◆ **Material provided**

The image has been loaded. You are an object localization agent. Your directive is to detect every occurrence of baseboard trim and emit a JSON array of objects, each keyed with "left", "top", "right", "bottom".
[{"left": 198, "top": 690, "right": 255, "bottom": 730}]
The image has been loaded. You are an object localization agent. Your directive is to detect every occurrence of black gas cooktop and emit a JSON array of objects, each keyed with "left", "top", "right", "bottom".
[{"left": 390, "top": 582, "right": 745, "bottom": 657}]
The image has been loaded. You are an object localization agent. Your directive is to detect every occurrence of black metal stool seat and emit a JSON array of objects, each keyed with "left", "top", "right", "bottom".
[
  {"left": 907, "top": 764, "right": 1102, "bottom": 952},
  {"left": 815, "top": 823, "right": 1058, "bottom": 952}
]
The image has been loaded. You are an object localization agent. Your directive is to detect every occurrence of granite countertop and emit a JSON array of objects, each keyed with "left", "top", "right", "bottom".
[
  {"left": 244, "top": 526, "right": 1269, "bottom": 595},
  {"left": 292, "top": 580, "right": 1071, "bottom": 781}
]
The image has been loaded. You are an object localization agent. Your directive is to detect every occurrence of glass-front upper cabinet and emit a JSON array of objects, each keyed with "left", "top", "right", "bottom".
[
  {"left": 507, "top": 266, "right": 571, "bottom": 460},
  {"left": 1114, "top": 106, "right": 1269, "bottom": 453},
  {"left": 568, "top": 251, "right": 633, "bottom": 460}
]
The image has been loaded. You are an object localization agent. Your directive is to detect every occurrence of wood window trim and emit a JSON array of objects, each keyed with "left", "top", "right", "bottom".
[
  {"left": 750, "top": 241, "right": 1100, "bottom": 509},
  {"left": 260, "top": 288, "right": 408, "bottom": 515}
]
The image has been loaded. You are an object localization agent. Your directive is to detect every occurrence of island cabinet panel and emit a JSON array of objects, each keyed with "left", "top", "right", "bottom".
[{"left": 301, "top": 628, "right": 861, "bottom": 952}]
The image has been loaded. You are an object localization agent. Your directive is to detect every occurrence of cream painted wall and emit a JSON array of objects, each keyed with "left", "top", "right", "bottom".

◆ **Task instructions**
Write out the material as a numbered list, starting at the line containing "occurrence of wood" and continuing through the last line of the material. Leave out any blank lines.

◆ **Solved exercise**
1. The image has been loaded. You are an object localization agent. Your directive is to detect every occurrence of wood window trim and emit a JSON array of objects, each keyed with "left", "top", "right", "bottom".
2. [
3.   {"left": 750, "top": 241, "right": 1100, "bottom": 509},
4.   {"left": 260, "top": 288, "right": 408, "bottom": 515}
5. ]
6. The image has been loaded. You are an object localization agent. Your directive is to detect every occurrence of island cabinet panel and emit a JSON array of objects, each keyed with "left", "top", "right", "bottom".
7. [{"left": 301, "top": 628, "right": 861, "bottom": 952}]
8. The image has been loaded. You are an object localization agent. Your directive is to detect every occurrence of cream painted wall and emit a JSON array of objects, each keyed with "left", "top", "right", "bottom".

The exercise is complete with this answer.